• _Extracto de página_
◇ ◇ ◇ ◇ ◇ ◇ ◇
Miércoles 16 de Enero de 2008 | Hora de publicación: 02:25

 

 

 Ciencia, tecnología y educación en su etapa de interdependencia

 

En la primera parte de este artículo vimos cómo se establecieron los vínculos modernos iniciales entre la investigación científica y la universidad, por un lado y entre la investigación industrial o tecnológica (en todo caso, aplicada) y la científica, por el otro, procesos ambos surgidos en el curso del siglo XIX. Aquí haremos algunos comentarios sobre las tareas que para un país como el nuestro significa el intenso desarrollo industrial que tuvo lugar a lo largo del siglo XX.
La industria contemporánea de punta es de base científica y en ella los elementos del trío investigación científica, investigación tecnológica y producción están profundamente imbricados. Un par de ejemplos por demás claros son la electrónica de estado sólido, que ha dado lugar al impresionante desarrollo
de las telecomunicaciones, la internet, la computación, etc. y la química contemporánea, con toda la pléyade de creaciones recientes, como farmacéuticos (sulfas, penicilinas, la píldora que revolucionó buena parte del mundo, etc.), textiles, plásticos y tantos otros materiales.
En resumen ciencia, tecnología, producción y educación van de la mano hoy en día y se nutren e impulsan en íntima simbiosis en los países industrializados. El característico descuido de la calidad y cobertura de la enseñanza en todos sus niveles en nuestros países es a la vez causa, consecuencia y medida del desinterés generalizado en la práctica de la ciencia en general y la investigación tecnológica autónoma que nos es propio. Las profundas e históricas relaciones de dependencia y subordinación económica de nuestros países han generado dependencia científica y tecnológica, la que se ha convertido en soporte adicional de la propia dependencia. Más aun, en amplios sectores sociales se ha conformado una forma de dependencia ideológica, producto de la costumbre de aceptar las condiciones de dependencia. Ejemplos dramáticos de esta retroalimentación los vivimos cada día, cuando nuestros gobiernos dan preferencia al contratista extranjero en vez de propiciar el desarrollo del conocimiento y la tecnología propia, o bien, cuando se educa al ingeniero con textos estadunidenses para importar tecnología llave en mano.
◇ ◇ ◇ ◇ ◇ ◇ ◇
• _Solicitud 1_
Responde a estas preguntas sobre el artículo de ciencia, tecnología y educación:
(a) ¿En qué siglo surgieron los vínculos modernos iniciales entre la investigación científica y la universidad?
(b) ¿Cuáles son los dos ejemplos que se dan de industria contemporánea de punta?
(c) ¿Con qué textos se educa al ingeniero, según el artículo?

(Datos de anotación por puntos)
◇ ◇ ◇ ◇ ◇ ◇ ◇
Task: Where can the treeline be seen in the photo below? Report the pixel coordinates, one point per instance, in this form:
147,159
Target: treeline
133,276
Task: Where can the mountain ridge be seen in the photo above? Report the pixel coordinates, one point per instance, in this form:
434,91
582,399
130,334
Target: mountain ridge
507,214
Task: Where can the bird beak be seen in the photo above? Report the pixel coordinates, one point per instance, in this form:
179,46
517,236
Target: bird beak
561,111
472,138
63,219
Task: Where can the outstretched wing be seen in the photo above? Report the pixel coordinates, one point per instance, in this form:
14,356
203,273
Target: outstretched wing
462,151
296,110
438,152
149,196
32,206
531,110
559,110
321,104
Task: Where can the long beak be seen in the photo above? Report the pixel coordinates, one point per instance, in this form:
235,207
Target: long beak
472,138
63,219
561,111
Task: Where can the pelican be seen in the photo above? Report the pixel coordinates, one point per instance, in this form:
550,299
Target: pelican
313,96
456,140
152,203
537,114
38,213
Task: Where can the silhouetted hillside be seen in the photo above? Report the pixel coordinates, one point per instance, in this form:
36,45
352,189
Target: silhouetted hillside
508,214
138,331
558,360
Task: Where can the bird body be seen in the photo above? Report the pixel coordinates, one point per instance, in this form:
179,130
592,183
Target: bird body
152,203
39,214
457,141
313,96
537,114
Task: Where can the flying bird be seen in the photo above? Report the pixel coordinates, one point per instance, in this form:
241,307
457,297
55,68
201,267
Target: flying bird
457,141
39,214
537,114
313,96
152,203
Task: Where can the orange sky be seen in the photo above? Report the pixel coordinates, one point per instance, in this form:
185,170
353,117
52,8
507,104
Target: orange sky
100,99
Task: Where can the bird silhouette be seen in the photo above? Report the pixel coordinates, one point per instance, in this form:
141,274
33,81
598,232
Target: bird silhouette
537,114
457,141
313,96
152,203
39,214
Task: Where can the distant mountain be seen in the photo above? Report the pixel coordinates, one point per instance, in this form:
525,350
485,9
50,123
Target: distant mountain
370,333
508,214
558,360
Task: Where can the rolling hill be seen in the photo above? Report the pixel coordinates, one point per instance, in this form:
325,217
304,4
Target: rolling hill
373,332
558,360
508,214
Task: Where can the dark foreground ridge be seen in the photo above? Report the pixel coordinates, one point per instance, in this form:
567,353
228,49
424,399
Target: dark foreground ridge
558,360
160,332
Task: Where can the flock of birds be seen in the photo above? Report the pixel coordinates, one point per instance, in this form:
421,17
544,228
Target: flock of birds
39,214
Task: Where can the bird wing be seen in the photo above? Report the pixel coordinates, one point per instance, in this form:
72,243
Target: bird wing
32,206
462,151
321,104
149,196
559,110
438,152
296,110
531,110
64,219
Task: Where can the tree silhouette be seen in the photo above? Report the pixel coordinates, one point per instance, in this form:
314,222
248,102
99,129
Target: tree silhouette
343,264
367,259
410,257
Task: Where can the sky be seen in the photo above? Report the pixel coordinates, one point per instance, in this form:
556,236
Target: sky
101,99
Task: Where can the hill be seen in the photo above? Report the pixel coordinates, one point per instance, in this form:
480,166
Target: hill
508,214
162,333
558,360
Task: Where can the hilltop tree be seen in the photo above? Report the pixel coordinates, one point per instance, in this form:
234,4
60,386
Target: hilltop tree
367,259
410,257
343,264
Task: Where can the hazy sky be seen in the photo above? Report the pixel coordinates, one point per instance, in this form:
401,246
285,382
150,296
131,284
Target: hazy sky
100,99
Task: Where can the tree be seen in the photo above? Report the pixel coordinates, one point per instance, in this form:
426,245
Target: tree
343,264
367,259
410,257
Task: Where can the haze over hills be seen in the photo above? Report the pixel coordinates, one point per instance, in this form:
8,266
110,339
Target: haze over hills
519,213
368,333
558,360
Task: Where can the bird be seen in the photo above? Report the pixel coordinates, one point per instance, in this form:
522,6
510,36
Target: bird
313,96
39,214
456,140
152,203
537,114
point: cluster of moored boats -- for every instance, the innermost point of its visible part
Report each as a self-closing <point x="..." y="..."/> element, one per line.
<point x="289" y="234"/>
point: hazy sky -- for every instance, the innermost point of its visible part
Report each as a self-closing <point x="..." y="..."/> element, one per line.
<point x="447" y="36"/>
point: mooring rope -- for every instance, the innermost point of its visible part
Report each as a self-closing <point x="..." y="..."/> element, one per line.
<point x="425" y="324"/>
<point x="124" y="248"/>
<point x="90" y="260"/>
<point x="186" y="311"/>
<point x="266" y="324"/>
◇ ◇ ◇ ◇ ◇ ◇ ◇
• _Solicitud 2_
Enumera todas las líneas del listado que contienen la palabra "dark" y cópialas sin cambios.

• _Respuesta completa 1_
(a) En el siglo XIX.
(b) La electrónica de estado sólido y la química contemporánea.
(c) Con textos estadunidenses.

• _Respuesta completa 2_
Task: Where can the dark foreground ridge be seen in the photo above? Report the pixel coordinates, one point per instance, in this form:
Target: dark foreground ridge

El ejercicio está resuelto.